What the task asks
Omit every picture and output the rest of the records exactly as they are.

Supplied data
+++

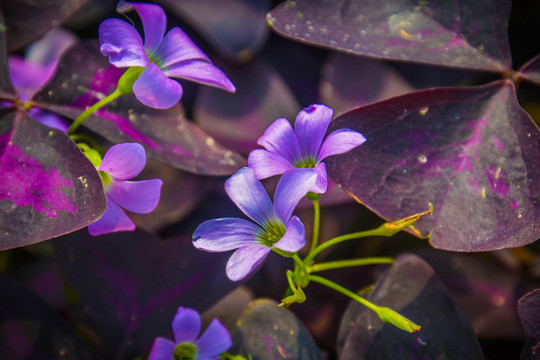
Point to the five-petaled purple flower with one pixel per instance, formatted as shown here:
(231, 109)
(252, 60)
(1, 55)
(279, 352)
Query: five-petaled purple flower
(174, 55)
(274, 228)
(30, 73)
(120, 163)
(186, 328)
(302, 147)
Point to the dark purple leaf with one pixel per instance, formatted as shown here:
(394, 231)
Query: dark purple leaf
(485, 292)
(84, 76)
(48, 187)
(181, 193)
(266, 331)
(238, 120)
(26, 20)
(6, 88)
(130, 284)
(350, 81)
(471, 152)
(460, 34)
(529, 314)
(237, 28)
(29, 329)
(531, 70)
(411, 288)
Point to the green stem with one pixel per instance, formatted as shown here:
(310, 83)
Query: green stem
(92, 109)
(338, 240)
(349, 263)
(316, 224)
(384, 313)
(344, 291)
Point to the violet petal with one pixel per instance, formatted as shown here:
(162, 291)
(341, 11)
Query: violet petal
(186, 325)
(113, 219)
(153, 88)
(139, 197)
(121, 43)
(201, 72)
(124, 161)
(214, 341)
(294, 238)
(225, 234)
(280, 138)
(339, 142)
(247, 192)
(291, 188)
(245, 260)
(176, 47)
(267, 163)
(163, 349)
(153, 19)
(310, 127)
(321, 184)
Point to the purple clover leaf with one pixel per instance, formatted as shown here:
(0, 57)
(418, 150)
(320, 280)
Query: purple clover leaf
(28, 74)
(302, 147)
(186, 328)
(121, 163)
(273, 227)
(161, 57)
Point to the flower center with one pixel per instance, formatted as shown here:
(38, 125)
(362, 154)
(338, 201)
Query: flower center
(271, 233)
(185, 351)
(307, 162)
(154, 58)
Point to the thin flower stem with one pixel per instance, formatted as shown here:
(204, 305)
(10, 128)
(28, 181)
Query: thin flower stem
(350, 263)
(338, 240)
(316, 224)
(344, 291)
(92, 109)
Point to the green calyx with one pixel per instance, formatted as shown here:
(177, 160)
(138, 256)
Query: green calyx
(185, 351)
(307, 162)
(272, 232)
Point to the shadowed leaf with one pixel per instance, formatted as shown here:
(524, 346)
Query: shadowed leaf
(6, 88)
(411, 288)
(351, 81)
(529, 313)
(531, 70)
(84, 76)
(236, 28)
(130, 284)
(238, 120)
(460, 33)
(29, 329)
(266, 331)
(48, 187)
(26, 20)
(471, 152)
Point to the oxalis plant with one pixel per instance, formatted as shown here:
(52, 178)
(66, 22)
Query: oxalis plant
(138, 263)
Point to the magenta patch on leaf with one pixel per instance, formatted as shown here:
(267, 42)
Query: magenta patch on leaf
(27, 183)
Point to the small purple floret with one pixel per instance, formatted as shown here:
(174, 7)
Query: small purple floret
(273, 225)
(121, 163)
(186, 328)
(162, 55)
(304, 146)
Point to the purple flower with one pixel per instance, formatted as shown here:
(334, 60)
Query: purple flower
(273, 226)
(30, 73)
(120, 163)
(302, 147)
(174, 55)
(186, 327)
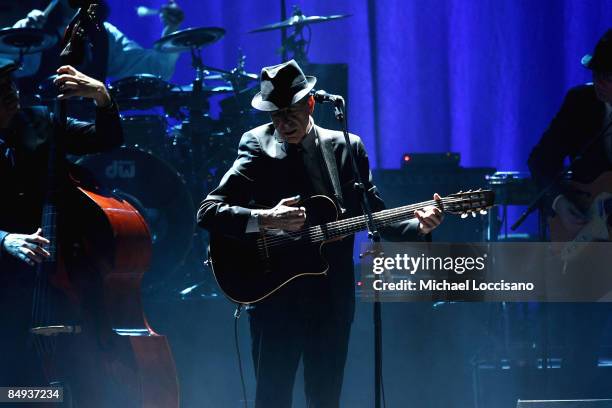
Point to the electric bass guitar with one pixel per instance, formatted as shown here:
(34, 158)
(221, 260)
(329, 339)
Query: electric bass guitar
(255, 266)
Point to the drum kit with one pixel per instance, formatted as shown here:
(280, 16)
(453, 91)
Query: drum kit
(175, 151)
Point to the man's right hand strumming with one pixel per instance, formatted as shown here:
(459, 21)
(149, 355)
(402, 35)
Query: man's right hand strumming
(27, 248)
(283, 216)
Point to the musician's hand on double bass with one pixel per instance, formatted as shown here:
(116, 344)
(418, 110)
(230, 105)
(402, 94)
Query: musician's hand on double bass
(71, 83)
(27, 248)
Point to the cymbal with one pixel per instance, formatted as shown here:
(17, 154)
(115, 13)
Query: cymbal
(26, 40)
(189, 38)
(299, 20)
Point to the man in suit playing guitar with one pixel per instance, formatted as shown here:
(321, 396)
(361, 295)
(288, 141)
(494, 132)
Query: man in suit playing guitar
(585, 113)
(24, 137)
(309, 317)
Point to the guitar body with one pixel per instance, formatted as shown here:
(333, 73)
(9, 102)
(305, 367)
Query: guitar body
(248, 272)
(115, 358)
(595, 199)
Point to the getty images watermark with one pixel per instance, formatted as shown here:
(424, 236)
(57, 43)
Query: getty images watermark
(486, 272)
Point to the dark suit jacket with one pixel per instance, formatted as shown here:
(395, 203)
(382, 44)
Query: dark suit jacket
(579, 120)
(260, 176)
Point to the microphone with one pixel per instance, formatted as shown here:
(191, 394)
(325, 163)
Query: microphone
(321, 97)
(144, 11)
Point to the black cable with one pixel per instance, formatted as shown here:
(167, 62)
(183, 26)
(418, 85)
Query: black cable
(236, 317)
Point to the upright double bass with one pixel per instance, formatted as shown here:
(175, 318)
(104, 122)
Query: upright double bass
(88, 325)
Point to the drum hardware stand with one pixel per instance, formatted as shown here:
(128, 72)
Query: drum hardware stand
(295, 42)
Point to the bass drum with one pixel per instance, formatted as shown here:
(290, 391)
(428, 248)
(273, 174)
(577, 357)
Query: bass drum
(161, 196)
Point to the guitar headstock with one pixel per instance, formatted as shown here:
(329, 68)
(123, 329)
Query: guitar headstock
(469, 202)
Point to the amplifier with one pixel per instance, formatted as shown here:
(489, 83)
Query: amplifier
(565, 404)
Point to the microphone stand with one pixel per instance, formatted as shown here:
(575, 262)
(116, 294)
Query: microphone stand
(374, 237)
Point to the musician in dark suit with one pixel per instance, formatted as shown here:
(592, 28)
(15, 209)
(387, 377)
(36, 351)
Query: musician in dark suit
(309, 318)
(584, 114)
(23, 166)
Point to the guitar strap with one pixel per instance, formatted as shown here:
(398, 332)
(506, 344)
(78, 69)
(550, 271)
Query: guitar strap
(327, 151)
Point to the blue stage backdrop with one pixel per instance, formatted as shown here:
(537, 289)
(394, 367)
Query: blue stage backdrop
(479, 77)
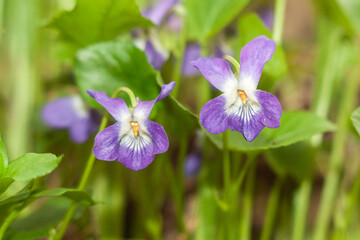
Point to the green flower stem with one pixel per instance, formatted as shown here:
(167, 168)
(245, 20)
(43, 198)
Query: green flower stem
(176, 74)
(336, 157)
(88, 168)
(226, 182)
(7, 222)
(302, 196)
(272, 207)
(247, 204)
(280, 6)
(233, 61)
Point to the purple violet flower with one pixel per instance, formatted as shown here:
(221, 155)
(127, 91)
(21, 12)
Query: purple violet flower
(157, 13)
(241, 107)
(133, 140)
(71, 113)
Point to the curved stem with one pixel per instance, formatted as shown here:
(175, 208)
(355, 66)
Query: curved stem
(7, 222)
(272, 207)
(279, 20)
(336, 158)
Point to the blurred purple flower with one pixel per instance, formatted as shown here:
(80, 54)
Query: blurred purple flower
(71, 113)
(158, 12)
(192, 164)
(267, 16)
(241, 107)
(133, 140)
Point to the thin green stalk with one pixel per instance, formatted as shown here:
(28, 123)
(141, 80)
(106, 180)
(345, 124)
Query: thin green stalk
(7, 222)
(280, 6)
(301, 203)
(88, 168)
(336, 158)
(271, 209)
(247, 205)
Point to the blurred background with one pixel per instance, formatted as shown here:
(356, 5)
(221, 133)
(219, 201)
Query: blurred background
(305, 186)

+++

Result for this exercise
Point to the five-petaled purple flower with one pixel per instance, formatted as shown here:
(231, 109)
(252, 60)
(1, 55)
(279, 352)
Query: five-petaled purple flower
(174, 55)
(274, 228)
(30, 73)
(120, 163)
(186, 328)
(302, 147)
Point to the dark purple leaf with one pixel per instance, formatted as shown here:
(394, 231)
Query: dark purple leaf
(485, 292)
(84, 76)
(48, 187)
(181, 193)
(266, 331)
(238, 120)
(26, 20)
(6, 88)
(130, 284)
(350, 81)
(471, 152)
(460, 34)
(529, 314)
(237, 28)
(29, 329)
(531, 70)
(411, 288)
Point to the green stem with one pixel per instance, formatted as shown here:
(310, 83)
Query: green stem
(92, 109)
(338, 240)
(349, 263)
(316, 224)
(384, 313)
(344, 291)
Point to the violet petal with one pixel per instance, formatted as shown here:
(162, 291)
(341, 11)
Query: violet petal
(186, 325)
(113, 219)
(153, 88)
(139, 197)
(121, 43)
(201, 72)
(124, 161)
(214, 341)
(294, 238)
(225, 234)
(280, 138)
(339, 142)
(247, 192)
(291, 188)
(245, 260)
(176, 47)
(267, 163)
(163, 349)
(153, 19)
(310, 127)
(321, 184)
Point to the purple clover leaf with one pixel per instance, formatted as shown here:
(0, 57)
(418, 150)
(320, 280)
Query: purple clover leaf
(28, 74)
(302, 147)
(186, 328)
(121, 163)
(273, 227)
(161, 57)
Point to the flower center with one pixel per instance, formatted as shown here:
(38, 125)
(362, 154)
(338, 201)
Query: flower center
(271, 233)
(185, 351)
(307, 162)
(154, 58)
Point to the thin flower stem with one pixel per instance, formatted as shown here:
(204, 305)
(10, 128)
(28, 181)
Query: thin flower stem
(350, 263)
(338, 240)
(316, 224)
(344, 291)
(92, 109)
Point to the green calyx with one pixel per instance, formatted as shown here:
(177, 160)
(138, 256)
Query: green calyx
(185, 351)
(307, 162)
(272, 232)
Point to the shadowed leaf with one pixel per instance, formatted as shown here:
(524, 346)
Query: shadowed leaf
(6, 88)
(411, 288)
(351, 81)
(529, 313)
(531, 70)
(84, 76)
(236, 28)
(130, 284)
(238, 120)
(460, 33)
(29, 329)
(266, 331)
(48, 187)
(26, 20)
(471, 152)
Point to the oxalis plant with one pixel per instance, formatted as shown here:
(52, 178)
(66, 22)
Query: oxalis plant
(138, 263)
Point to the magenta patch on leaf with one pixel per instance, formatted as shown here:
(267, 42)
Query: magenta patch on leaf
(27, 183)
Point to the small purple floret with one pixel per instance, formatted as shown here:
(174, 7)
Query: small purple floret
(273, 225)
(121, 163)
(186, 328)
(162, 55)
(304, 146)
Point to the purple flower with one pixel per instance, formatted as shown here:
(334, 60)
Query: purple flower
(273, 226)
(30, 73)
(120, 163)
(302, 147)
(174, 55)
(186, 327)
Point to the electric bass guitar with one pixel per instance, formatted as shown here:
(34, 158)
(221, 260)
(329, 339)
Query: electric bass guitar
(255, 266)
Point to the drum kit with one pixel per instance, formatted as shown here:
(280, 16)
(453, 91)
Query: drum kit
(175, 151)
Point to the man's right hand strumming with one pixel per instance, formatted as shown here:
(459, 21)
(149, 355)
(402, 35)
Query: man's right hand strumming
(27, 248)
(283, 216)
Point to the musician's hand on double bass with one pixel per instance, formatted as shown here:
(116, 344)
(418, 110)
(230, 105)
(402, 94)
Query: musician's hand on double bass
(71, 83)
(27, 248)
Point to the cymbal with one pixel per instance, formatted as shown here:
(17, 154)
(115, 13)
Query: cymbal
(26, 40)
(189, 38)
(299, 20)
Point to the man in suit playing guitar with one pixel per instance, formatted as shown here:
(321, 396)
(361, 295)
(288, 141)
(494, 132)
Query: man in suit playing guitar
(585, 113)
(24, 137)
(309, 317)
Point to the guitar body with one pixel per instance, formatted as shown here:
(333, 73)
(9, 102)
(305, 367)
Query: guitar body
(248, 272)
(115, 358)
(595, 199)
Point to the getty images watermark with one pixel per instance, formatted as shown here:
(424, 236)
(57, 43)
Query: getty images watermark
(486, 272)
Point to the dark suit jacket with one pixel per instance, formatted as shown here:
(395, 203)
(382, 44)
Query: dark suit jacket
(579, 120)
(260, 176)
Point to the microphone with one pixel per instance, formatted as shown here:
(191, 394)
(325, 163)
Query: microphone
(321, 97)
(144, 11)
Point to the black cable with one pixel per instance, formatted as shown here:
(167, 62)
(183, 26)
(418, 85)
Query: black cable
(236, 317)
Point to the upright double bass with one pixel per instance, formatted as shown here:
(175, 318)
(104, 122)
Query: upright double bass
(88, 325)
Point to the drum hardware stand with one pixel per instance, formatted as shown here:
(128, 72)
Query: drum hardware stand
(295, 42)
Point to the bass drum with one pixel per instance, formatted as shown here:
(290, 391)
(428, 248)
(273, 174)
(577, 357)
Query: bass drum
(161, 196)
Point to the guitar headstock with one pixel per instance, formatted as shown here:
(329, 68)
(123, 329)
Query: guitar headstock
(469, 202)
Point to the amplifier with one pixel per instance, formatted as shown here:
(489, 83)
Query: amplifier
(565, 404)
Point to the microphone stand with one pixel per instance, formatted as shown here:
(575, 262)
(116, 294)
Query: microphone stand
(374, 237)
Point to the musician in dark suit with one pixel per instance, formatted as shown here:
(592, 28)
(15, 209)
(387, 377)
(36, 351)
Query: musician in dark suit
(309, 318)
(584, 114)
(23, 166)
Point to the guitar strap with one pixel per instance, formatted as shown here:
(398, 332)
(506, 344)
(78, 69)
(550, 271)
Query: guitar strap
(327, 151)
Point to the blue stage backdrop with one pixel per instance, formatted as shown here:
(537, 289)
(394, 367)
Query: blue stage backdrop
(479, 77)
Point to the green flower stem with one pixel per instance, formatted as shown here:
(167, 168)
(245, 20)
(43, 198)
Query: green flower stem
(176, 74)
(336, 157)
(88, 168)
(226, 182)
(7, 222)
(302, 196)
(272, 207)
(247, 204)
(280, 6)
(233, 61)
Point to the purple violet flower with one pixel per instance, formatted as shown here:
(221, 155)
(127, 91)
(21, 12)
Query: purple violet flower
(157, 13)
(241, 107)
(133, 140)
(71, 113)
Point to the curved stem with one pixel per instance, formatted as shown here:
(175, 208)
(355, 66)
Query: curved stem
(7, 222)
(272, 207)
(279, 20)
(336, 158)
Point to the blurred purple flower with one pixel per instance, formatted as shown here:
(80, 54)
Query: blurred purple flower
(71, 113)
(158, 12)
(192, 164)
(267, 16)
(241, 107)
(133, 140)
Point to the thin green stalk with one pixel per instance, formatted as shown here:
(28, 123)
(141, 80)
(106, 180)
(345, 124)
Query: thin green stalk
(7, 222)
(280, 6)
(301, 203)
(88, 168)
(336, 158)
(271, 209)
(247, 205)
Point to the blurred background with one pixel per instance, formatted as shown here:
(356, 5)
(221, 133)
(219, 201)
Query: blurred background
(305, 186)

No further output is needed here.